• [INSTRUCTIONS TO FOLLOW]
Count the lines in the records below that contain the word "instance", and give that figure alone.

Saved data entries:
== == ==

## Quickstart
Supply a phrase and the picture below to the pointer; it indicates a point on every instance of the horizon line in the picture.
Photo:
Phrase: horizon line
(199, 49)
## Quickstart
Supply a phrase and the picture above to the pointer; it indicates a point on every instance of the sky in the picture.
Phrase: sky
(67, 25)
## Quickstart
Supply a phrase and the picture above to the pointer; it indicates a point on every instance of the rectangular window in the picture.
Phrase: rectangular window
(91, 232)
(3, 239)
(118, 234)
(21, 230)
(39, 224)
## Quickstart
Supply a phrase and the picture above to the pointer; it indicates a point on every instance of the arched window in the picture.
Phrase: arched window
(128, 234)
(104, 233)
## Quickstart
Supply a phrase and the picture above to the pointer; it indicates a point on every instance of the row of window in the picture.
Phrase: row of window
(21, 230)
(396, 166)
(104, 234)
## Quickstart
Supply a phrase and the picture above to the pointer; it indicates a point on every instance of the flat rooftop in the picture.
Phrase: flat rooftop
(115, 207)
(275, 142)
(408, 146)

== == ==

• [SOLUTION FOR THIS EXERCISE]
6